§ Directions:
However many lines the data holds, transcribe them all exactly.

§ Stored data entries:
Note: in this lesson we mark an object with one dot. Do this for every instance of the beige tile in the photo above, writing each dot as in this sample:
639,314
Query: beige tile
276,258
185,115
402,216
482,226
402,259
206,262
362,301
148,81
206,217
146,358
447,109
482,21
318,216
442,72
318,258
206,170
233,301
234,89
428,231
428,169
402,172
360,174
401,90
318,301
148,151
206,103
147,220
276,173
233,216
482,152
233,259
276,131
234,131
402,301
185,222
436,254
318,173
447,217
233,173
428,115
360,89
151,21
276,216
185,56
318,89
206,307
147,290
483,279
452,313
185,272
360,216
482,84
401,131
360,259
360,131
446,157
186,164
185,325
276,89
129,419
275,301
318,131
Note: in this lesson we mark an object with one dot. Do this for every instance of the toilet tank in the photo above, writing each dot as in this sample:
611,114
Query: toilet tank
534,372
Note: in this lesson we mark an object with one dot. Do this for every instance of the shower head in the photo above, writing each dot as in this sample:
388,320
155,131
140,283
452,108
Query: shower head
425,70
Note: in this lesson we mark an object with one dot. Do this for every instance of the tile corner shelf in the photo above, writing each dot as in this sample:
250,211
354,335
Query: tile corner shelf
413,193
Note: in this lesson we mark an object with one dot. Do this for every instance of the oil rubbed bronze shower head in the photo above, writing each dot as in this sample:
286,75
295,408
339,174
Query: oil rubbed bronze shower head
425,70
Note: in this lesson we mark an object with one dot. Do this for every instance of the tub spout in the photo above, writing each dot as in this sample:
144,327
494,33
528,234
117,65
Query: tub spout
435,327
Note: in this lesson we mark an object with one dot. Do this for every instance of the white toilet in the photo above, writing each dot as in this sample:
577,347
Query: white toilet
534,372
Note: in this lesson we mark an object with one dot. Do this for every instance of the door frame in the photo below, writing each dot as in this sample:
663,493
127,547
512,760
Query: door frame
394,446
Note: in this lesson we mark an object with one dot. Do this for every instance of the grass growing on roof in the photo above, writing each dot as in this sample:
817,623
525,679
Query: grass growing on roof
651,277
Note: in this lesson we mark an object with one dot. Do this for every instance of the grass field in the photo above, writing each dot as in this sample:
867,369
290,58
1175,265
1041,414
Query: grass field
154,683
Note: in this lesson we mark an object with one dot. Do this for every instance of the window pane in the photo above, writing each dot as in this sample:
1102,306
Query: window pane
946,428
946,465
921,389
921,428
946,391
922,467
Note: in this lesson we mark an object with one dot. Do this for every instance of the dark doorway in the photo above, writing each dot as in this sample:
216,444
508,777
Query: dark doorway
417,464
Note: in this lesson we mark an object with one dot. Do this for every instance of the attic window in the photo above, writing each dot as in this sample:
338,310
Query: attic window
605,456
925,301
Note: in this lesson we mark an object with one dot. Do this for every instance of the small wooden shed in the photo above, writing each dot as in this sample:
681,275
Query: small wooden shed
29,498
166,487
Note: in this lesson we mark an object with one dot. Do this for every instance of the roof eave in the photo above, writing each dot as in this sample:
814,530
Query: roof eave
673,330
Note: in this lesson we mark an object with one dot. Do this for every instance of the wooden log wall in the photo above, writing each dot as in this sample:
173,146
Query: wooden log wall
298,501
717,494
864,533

§ Result:
Note: in this lesson we mark an object with one dot. Do this for every instance of the beige tile in the photo above, writing each dot as in this sample:
639,314
Query: beige tile
276,258
185,115
402,216
482,226
402,259
206,262
362,301
148,81
206,217
146,358
447,109
482,21
318,216
442,72
318,258
206,170
233,301
234,89
428,231
428,169
402,172
360,174
401,90
318,301
148,151
206,103
147,220
276,173
233,216
482,152
233,259
276,131
234,131
402,301
185,222
436,254
318,173
447,217
233,173
428,115
360,89
151,21
276,216
185,56
318,89
206,307
147,290
483,279
452,313
185,272
360,216
482,84
401,131
360,259
360,131
446,157
186,164
185,325
276,89
129,419
275,301
318,131
Note: in this lesson we mark an object with one dot. Do this for every instance of the toilet tank in the photo above, writing each dot as in this sample:
611,114
Query: toilet tank
534,372
Note: in this lesson we mark an object with one dot. Do this for every instance of the shower head in the photo above, writing each dot as in this sample:
388,320
155,131
140,283
452,108
Query: shower head
425,70
Note: in this lesson we mark an object with one dot. Do this for every instance of the tile corner shelf in the photo above, writing each dot as in this sample:
250,211
354,335
Query: tile corner shelf
413,193
Note: in this lesson we mark an object with one dot. Do this for every instance of the oil rubbed bronze shower head in the photo above, writing each dot as in this sample:
286,75
295,408
339,174
Query: oil rubbed bronze shower head
425,70
Note: in this lesson we mark an object with one dot. Do this for every instance of the tub spout in the photo above, writing each dot as in this sample:
144,327
494,33
528,234
117,65
Query: tub spout
435,327
Note: in this lesson we mark an object with one dot. Do this for every instance of the white toilet in the photo above, writing each dot as in this sample:
577,347
Query: white toilet
534,372
Note: in this lesson we mark an object with one dot. Do this for every instance of the door frame in the photo below, writing each dot as in this sample:
663,493
127,547
512,760
Query: door frame
394,446
Note: in this lesson we mark an object with one dot. Do this for every instance of the grass growing on roof in the photo above, writing each dot as in this sample:
817,623
525,679
Query: grass growing on roof
651,277
Note: in this lesson we mark an object with one dot. Do this for every instance of the grass field in the photo above, writing each dot as in this sample:
867,369
290,58
1175,265
1041,414
Query: grass field
154,683
Note: in this lesson we mark an object with one dot. Do this for every instance of the window pane in the photo above, writing each dot as in this sample:
1102,306
Query: window pane
946,428
946,465
921,389
921,428
946,391
922,467
Note: in this lesson we mark an object with one dot. Do this for every instance of the dark doorway in the photo above, writing each dot as in this sample:
216,444
508,777
Query: dark doorway
417,464
Note: in this lesson we mark an object with one dot. Do this for every instance of the attic window in the photo above, writing each dot as in this sample:
338,310
Query: attic window
605,456
925,301
Note: in this lesson we mark an object with one dot. Do this for every instance of the small wooden shed in the photo above, writing each dot as in this sample:
681,275
Query: small wooden shed
29,498
166,487
Note: in this lesson we mark an object with one dot. Do this for every instance of the roof eave in the photo above, writing each dot as in this sample:
814,530
Query: roof eave
673,330
Note: in this lesson we mark an object with one dot. Do this for every instance of the wooden log wall in the photo above, writing each dot as in this sample:
173,146
Query: wooden log wall
298,501
717,494
864,533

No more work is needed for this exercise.